In the records below, how many lines hold the string "overcast"? Give only the number.

• GIVEN RECORDS

^^^^^^^^^^^^^^^^

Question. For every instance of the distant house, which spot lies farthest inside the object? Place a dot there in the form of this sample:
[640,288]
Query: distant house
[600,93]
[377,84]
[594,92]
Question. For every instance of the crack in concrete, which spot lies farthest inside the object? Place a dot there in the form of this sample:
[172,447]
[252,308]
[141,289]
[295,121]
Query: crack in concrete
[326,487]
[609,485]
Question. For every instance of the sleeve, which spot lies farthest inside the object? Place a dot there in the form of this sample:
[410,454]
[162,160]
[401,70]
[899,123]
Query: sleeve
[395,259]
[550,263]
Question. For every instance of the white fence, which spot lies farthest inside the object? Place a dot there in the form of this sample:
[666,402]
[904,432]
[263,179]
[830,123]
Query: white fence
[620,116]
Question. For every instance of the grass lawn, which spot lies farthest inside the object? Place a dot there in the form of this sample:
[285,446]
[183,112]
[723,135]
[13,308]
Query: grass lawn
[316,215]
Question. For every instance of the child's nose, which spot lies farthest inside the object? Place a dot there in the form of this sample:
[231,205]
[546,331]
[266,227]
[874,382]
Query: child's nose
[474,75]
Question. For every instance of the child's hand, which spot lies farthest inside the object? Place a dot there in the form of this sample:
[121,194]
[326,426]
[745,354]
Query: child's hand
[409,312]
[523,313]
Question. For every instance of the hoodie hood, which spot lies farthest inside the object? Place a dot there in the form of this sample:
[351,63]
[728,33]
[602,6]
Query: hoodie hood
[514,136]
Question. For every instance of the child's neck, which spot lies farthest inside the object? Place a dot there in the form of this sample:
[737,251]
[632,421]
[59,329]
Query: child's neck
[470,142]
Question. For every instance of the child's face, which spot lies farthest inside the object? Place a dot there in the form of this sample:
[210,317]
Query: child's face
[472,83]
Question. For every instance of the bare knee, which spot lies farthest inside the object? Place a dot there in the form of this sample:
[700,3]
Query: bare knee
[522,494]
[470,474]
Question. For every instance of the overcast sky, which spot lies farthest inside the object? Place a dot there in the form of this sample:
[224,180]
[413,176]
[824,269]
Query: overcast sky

^^^^^^^^^^^^^^^^

• ANSWER
2